- _WHAT IS ASKED_
What do the lines say from the one containing "of the bush" to the end of the records? Restate them word for word, and only those.

____

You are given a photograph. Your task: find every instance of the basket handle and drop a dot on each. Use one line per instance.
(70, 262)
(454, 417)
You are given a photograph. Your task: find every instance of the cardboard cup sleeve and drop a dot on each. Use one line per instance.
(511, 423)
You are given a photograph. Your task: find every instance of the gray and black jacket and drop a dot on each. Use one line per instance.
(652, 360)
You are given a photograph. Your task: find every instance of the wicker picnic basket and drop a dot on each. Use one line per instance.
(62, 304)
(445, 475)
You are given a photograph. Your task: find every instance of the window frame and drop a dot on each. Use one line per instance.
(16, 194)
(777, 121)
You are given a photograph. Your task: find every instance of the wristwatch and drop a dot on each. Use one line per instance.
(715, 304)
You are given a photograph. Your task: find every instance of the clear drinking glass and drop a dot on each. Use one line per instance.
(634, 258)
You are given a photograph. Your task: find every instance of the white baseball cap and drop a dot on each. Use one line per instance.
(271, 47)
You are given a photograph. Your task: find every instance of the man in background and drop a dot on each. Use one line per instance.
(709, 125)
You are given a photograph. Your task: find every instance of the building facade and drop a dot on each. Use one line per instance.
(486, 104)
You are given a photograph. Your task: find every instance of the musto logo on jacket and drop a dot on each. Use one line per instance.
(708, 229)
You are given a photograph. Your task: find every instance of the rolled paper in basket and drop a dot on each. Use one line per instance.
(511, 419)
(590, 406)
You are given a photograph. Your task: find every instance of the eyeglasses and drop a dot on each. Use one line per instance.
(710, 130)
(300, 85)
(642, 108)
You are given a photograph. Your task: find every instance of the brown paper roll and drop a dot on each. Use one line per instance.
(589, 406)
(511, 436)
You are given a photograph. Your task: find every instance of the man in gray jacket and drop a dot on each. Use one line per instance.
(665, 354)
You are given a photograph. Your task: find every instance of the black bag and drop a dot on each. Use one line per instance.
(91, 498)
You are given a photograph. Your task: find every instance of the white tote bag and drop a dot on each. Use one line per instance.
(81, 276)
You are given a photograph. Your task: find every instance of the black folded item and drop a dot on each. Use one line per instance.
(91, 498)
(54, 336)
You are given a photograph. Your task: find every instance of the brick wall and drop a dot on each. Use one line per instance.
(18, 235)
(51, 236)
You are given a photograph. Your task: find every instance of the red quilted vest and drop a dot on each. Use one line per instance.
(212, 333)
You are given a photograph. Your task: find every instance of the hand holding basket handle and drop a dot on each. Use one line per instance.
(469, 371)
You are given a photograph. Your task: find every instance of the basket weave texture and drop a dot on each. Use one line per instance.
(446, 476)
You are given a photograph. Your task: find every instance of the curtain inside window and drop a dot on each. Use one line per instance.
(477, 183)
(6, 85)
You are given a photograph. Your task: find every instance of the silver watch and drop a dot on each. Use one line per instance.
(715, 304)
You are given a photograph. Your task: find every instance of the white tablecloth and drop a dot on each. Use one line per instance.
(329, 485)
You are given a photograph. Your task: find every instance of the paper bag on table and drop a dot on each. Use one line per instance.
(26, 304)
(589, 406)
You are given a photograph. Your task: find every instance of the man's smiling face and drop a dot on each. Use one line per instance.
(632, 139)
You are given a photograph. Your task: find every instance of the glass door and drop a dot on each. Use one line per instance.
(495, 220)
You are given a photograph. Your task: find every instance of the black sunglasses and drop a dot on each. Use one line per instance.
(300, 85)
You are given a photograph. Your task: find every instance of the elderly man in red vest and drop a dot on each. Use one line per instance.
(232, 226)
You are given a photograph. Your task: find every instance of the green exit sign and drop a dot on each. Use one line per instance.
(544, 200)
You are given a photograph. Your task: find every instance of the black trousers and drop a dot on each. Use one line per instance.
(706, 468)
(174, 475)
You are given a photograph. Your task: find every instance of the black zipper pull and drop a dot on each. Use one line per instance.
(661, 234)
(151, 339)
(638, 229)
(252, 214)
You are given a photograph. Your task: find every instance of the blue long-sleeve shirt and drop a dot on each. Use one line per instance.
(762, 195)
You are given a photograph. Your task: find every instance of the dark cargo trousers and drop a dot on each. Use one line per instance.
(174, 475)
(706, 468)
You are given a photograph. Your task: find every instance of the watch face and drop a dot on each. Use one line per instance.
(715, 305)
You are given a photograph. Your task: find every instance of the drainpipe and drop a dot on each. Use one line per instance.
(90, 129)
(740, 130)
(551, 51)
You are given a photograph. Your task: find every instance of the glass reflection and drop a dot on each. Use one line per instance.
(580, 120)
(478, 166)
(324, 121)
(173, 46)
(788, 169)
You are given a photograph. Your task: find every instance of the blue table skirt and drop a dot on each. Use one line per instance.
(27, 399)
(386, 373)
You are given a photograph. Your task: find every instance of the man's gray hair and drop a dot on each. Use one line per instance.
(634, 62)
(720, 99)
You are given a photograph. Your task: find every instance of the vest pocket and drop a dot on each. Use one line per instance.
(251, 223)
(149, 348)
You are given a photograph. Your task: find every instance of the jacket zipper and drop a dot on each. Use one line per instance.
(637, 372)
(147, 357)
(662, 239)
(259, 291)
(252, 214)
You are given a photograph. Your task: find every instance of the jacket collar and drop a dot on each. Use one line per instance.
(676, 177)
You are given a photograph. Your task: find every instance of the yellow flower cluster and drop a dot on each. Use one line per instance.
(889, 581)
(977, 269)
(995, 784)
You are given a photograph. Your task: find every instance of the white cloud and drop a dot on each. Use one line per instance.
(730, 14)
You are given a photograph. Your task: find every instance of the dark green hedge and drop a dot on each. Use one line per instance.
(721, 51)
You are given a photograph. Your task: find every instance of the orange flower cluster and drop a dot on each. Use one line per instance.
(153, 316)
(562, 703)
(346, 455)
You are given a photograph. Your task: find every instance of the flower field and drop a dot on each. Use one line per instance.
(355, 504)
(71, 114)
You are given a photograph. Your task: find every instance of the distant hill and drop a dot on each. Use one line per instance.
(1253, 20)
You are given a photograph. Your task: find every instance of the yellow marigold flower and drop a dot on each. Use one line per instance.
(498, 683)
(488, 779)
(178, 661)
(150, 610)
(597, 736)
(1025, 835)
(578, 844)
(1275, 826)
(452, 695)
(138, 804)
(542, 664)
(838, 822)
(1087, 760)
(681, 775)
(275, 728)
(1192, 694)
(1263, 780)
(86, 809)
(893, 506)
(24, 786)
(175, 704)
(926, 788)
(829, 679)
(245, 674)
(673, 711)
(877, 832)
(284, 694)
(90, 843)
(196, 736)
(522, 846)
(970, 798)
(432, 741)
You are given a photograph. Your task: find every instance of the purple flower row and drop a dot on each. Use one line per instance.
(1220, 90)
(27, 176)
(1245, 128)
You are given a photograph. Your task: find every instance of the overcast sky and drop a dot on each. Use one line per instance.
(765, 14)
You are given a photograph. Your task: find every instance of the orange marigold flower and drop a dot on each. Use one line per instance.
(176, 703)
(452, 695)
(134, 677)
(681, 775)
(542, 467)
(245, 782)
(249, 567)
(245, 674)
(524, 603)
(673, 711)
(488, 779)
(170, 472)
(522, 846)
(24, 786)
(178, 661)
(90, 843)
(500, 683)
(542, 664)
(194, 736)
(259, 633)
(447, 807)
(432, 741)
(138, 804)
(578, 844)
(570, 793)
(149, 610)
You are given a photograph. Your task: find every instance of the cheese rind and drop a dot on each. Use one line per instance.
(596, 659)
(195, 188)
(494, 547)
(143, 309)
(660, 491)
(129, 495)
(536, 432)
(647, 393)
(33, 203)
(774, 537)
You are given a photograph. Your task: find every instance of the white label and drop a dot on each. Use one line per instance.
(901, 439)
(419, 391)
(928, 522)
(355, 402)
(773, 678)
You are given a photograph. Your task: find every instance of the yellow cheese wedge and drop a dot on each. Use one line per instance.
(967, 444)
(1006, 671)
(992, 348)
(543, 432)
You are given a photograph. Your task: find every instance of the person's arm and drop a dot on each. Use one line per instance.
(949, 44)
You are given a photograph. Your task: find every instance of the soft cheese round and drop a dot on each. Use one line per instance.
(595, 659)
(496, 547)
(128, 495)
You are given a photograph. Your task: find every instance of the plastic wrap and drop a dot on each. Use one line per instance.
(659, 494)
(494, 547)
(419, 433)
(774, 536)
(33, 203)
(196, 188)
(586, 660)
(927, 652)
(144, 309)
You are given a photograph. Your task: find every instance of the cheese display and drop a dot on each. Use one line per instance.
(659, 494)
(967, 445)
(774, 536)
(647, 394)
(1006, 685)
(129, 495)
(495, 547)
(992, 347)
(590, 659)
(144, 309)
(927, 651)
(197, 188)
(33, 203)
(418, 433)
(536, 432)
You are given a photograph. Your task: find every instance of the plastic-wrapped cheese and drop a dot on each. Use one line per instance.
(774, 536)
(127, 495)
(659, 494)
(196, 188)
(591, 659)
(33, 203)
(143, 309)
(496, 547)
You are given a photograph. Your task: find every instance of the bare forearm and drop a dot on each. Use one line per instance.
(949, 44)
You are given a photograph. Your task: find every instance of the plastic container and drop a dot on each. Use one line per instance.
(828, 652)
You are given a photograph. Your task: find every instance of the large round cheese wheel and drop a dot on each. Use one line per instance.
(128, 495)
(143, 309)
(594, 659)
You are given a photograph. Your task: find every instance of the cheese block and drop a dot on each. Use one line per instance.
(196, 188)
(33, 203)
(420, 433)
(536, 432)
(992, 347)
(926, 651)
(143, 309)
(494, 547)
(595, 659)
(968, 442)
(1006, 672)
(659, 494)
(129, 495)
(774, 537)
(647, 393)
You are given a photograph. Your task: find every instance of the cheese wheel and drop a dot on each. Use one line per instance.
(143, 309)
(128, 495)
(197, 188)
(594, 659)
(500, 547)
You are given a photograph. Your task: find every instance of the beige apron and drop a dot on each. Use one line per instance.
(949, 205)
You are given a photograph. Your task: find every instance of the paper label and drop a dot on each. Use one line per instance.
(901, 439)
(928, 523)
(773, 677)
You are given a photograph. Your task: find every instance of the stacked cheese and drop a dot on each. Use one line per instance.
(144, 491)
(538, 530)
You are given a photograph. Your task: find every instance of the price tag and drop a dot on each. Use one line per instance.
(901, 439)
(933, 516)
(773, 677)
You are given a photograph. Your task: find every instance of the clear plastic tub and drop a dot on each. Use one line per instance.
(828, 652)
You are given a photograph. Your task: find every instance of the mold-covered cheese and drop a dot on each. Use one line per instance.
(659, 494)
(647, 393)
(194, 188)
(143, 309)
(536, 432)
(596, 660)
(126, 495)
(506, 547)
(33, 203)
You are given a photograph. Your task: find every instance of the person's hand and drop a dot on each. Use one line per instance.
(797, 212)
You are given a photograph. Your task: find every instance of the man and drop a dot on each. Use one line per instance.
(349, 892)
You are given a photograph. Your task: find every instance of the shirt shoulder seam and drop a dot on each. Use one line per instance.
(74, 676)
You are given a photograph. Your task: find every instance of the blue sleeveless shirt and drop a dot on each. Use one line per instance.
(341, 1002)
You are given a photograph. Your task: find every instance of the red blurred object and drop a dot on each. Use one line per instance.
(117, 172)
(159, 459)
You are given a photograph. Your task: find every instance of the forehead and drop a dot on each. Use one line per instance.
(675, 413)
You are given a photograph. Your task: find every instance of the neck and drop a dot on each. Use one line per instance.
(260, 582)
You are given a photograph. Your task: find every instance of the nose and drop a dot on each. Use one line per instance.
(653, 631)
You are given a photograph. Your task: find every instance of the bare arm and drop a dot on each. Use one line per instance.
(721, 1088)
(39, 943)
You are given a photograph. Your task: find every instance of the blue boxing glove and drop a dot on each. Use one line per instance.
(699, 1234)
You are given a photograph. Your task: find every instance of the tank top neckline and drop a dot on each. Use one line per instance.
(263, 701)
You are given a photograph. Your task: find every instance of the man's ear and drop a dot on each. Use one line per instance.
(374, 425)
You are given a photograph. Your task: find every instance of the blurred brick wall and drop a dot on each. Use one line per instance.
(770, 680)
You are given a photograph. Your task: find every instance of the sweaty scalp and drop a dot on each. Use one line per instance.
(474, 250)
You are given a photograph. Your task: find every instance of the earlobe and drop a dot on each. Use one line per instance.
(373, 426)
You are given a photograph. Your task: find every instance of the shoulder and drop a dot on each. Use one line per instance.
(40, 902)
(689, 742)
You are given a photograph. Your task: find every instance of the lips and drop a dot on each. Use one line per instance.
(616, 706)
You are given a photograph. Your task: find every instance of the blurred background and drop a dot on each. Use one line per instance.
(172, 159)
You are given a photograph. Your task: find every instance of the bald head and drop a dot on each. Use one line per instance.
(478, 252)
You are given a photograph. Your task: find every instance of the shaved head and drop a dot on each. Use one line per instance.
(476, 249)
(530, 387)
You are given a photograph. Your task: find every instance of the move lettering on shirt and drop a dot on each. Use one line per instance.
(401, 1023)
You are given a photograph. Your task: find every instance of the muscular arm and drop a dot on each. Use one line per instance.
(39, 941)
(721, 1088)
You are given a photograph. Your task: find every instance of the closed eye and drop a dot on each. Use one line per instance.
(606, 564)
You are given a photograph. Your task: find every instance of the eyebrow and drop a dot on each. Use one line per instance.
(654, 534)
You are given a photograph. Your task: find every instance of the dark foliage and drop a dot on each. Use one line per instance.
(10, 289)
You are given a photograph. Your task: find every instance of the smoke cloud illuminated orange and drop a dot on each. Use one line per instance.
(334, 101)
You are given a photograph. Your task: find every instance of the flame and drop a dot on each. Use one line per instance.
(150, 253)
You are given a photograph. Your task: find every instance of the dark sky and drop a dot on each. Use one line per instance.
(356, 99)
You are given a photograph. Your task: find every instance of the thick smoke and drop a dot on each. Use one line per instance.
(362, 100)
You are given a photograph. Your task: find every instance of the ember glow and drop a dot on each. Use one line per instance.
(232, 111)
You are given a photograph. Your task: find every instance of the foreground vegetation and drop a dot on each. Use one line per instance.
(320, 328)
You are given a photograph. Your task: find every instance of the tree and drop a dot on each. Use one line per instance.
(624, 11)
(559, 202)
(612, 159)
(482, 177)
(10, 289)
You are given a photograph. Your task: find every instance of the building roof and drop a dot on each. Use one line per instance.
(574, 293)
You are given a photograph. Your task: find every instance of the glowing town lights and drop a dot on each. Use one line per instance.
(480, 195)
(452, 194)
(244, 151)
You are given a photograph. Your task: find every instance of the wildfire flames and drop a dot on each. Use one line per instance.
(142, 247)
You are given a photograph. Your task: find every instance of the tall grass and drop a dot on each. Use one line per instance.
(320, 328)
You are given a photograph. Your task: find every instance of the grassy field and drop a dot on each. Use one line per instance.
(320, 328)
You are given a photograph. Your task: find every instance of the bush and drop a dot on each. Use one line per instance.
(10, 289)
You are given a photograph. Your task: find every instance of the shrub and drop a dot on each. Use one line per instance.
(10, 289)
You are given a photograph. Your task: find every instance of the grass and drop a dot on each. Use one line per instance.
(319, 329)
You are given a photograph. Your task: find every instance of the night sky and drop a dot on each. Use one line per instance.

____

- _WRITTEN SOLUTION_
You are given a photograph. Your task: find every instance of the bush and drop a dot on each. Use one line per instance.
(10, 289)
You are given a photograph. Your task: find every instance of the shrub and drop a dot on each. Use one line per instance.
(10, 289)
You are given a photograph. Your task: find every instance of the grass and drop a dot on each. Use one line per instance.
(319, 329)
You are given a photograph. Your task: find every instance of the night sky and drop a dot on each. Use one line per instance.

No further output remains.